Task to carry out —
Extract every line of the listing below that contains the string "black", matching case exactly.
--- Start of Information given ---
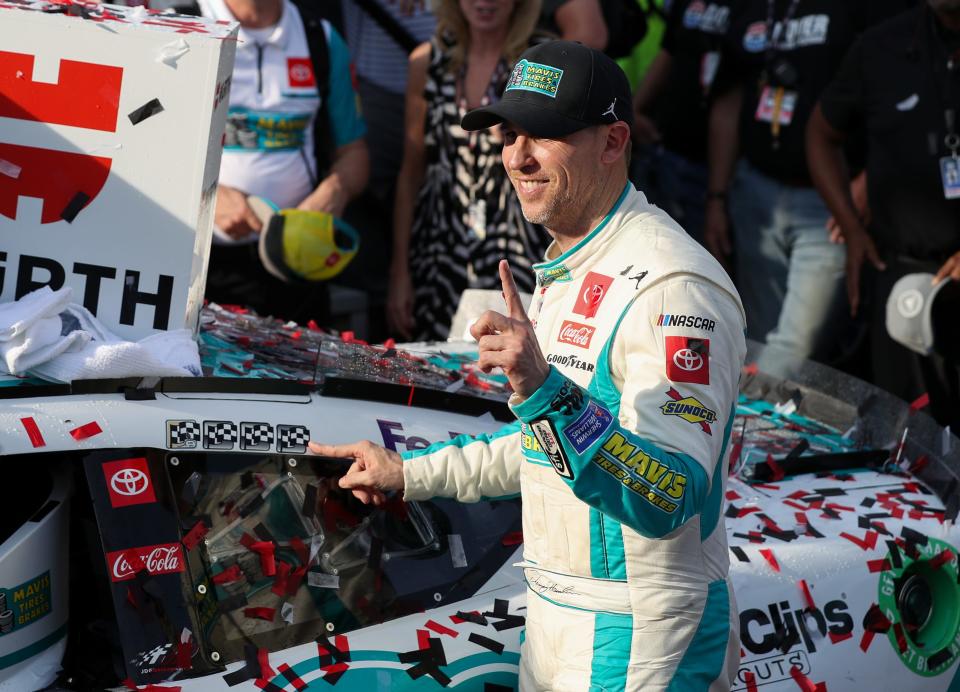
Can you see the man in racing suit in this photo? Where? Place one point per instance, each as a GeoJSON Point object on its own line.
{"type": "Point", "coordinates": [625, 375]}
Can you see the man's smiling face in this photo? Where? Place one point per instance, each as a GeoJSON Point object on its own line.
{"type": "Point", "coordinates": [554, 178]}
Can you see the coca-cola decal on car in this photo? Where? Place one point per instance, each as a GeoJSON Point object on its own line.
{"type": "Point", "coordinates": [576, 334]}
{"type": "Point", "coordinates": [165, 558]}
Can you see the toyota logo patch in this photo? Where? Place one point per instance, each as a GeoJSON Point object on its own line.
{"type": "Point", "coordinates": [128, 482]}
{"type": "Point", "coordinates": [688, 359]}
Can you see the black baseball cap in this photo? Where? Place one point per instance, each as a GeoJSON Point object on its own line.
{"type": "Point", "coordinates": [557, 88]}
--- End of Information given ---
--- Start of Information given ---
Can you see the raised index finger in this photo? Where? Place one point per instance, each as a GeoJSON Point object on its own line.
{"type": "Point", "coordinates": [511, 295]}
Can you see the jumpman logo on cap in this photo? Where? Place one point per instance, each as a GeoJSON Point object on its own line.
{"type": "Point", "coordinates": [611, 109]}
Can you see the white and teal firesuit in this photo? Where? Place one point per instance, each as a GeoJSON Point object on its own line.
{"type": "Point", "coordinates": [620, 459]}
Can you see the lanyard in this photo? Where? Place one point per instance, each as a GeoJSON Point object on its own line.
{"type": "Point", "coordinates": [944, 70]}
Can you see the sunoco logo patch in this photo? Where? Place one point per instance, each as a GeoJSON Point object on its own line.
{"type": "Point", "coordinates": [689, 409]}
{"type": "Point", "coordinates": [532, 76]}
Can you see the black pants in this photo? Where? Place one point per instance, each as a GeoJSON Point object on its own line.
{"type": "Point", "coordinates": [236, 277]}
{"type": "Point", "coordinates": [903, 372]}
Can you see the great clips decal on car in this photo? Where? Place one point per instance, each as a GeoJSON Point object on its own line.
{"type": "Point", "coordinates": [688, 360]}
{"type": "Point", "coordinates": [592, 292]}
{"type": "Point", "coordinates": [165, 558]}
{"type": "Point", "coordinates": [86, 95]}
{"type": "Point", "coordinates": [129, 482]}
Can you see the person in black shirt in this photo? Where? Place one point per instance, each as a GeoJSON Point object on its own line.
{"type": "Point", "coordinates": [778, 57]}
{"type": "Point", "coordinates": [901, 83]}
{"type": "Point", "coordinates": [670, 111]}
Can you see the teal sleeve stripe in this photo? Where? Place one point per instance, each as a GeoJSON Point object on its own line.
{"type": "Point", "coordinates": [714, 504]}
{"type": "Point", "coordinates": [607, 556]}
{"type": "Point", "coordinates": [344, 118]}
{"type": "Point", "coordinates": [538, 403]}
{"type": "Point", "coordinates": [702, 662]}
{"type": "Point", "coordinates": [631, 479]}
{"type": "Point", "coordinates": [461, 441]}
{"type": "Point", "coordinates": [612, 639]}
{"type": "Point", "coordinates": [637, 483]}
--- End of Information given ---
--- Start of Information given ---
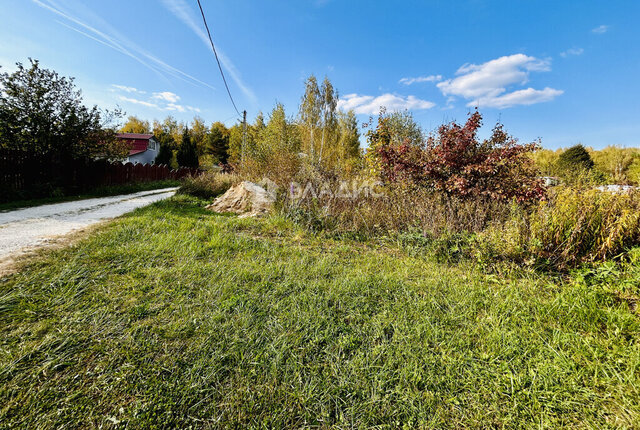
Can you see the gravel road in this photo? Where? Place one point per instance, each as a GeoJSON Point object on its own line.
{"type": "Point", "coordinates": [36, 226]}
--- End of Information given ---
Exercise result —
Can you see the black baseball cap in this photo? Where? Place one point per instance, each as a GeoJSON Point object on its own line.
Can you see the black pants in this photo? Where? Place one point per instance, each as a GeoJSON Point object on its own line.
Can you see the person in black shirt in this photo? Where? Place one point per instance, each as a GeoJSON Point object on its own line.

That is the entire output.